(Stored items from a collection)
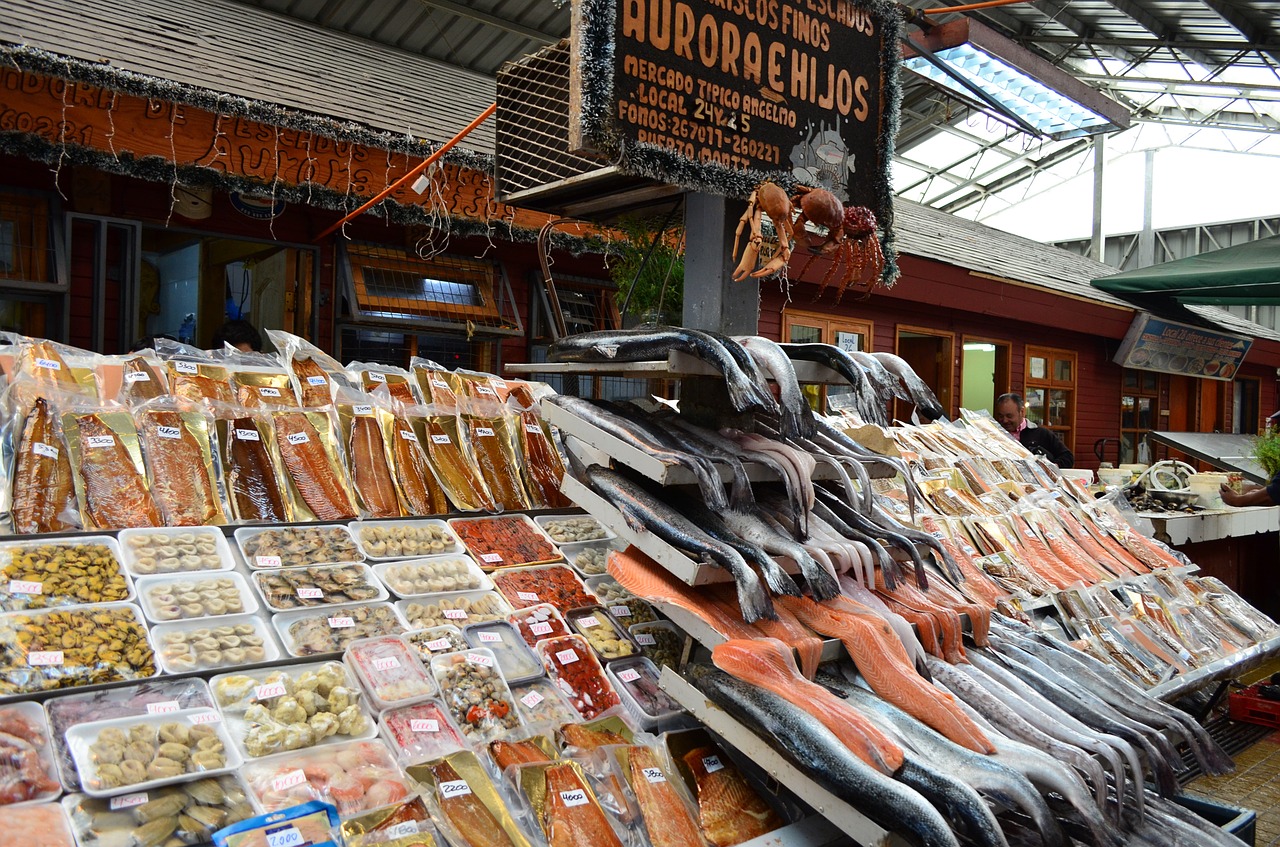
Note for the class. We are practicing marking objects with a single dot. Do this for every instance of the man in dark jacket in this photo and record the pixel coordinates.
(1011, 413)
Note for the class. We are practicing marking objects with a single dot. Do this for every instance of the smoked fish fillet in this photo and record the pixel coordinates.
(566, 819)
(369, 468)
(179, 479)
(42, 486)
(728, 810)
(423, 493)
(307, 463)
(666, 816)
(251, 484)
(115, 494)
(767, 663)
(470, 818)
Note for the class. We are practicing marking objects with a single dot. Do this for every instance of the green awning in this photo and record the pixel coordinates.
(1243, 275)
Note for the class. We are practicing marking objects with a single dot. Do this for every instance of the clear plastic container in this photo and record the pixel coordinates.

### Task objective:
All the lines above need to be repeated exactly, with no pictures carried over.

### Answer space:
Note for the class. We are practicing marking objects with a single dot. Do this for every instance of the man in dark jacket in this photo and record the pixel coordinates.
(1011, 413)
Note for the class. We are practicing marking objects with a single dot. Do this for every instance of the smoked fish fillet in this photo and record the pixel coordinates.
(566, 819)
(369, 468)
(179, 479)
(42, 486)
(728, 810)
(423, 493)
(307, 463)
(666, 816)
(251, 484)
(115, 494)
(767, 663)
(470, 818)
Note for the class. We are practicing marking objects with a single dot. Do this for every instance of the green awning in this photo and record the pixel coordinates.
(1243, 275)
Note for the class. We are practicing marking objects with a single dot. Do this for every instance of the clear plastic container in this photo and record the pixel coordinates.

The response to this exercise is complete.